— Begin —

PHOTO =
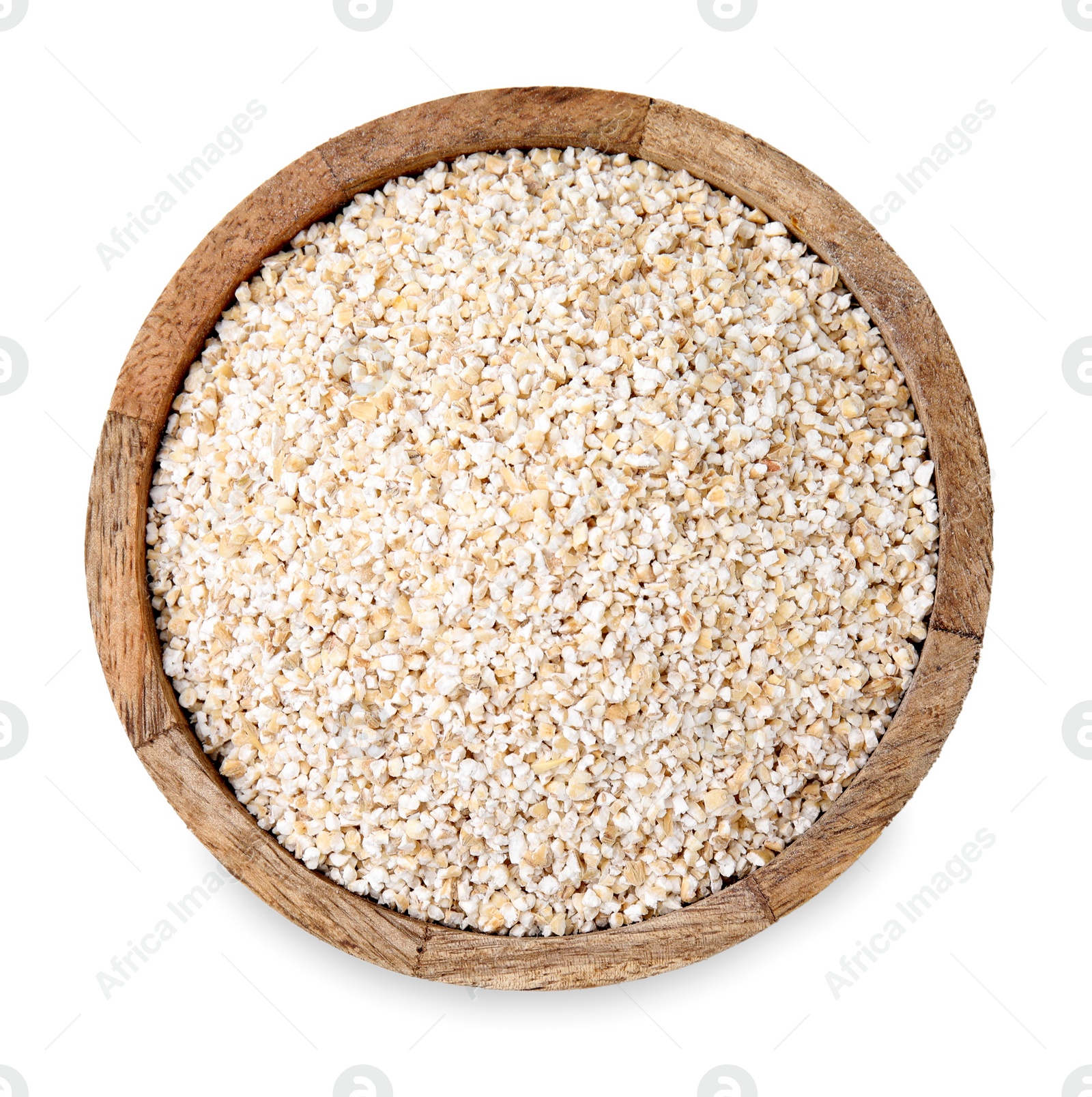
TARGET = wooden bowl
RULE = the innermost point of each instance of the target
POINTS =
(312, 189)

— End —

--- Set task ---
Please print every one of the records above without changing a character, but leave the pictures out.

--- Written answer ---
PHOTO =
TARGET = wooden bowl
RULE = the innermost point of each instance of the target
POINTS =
(312, 189)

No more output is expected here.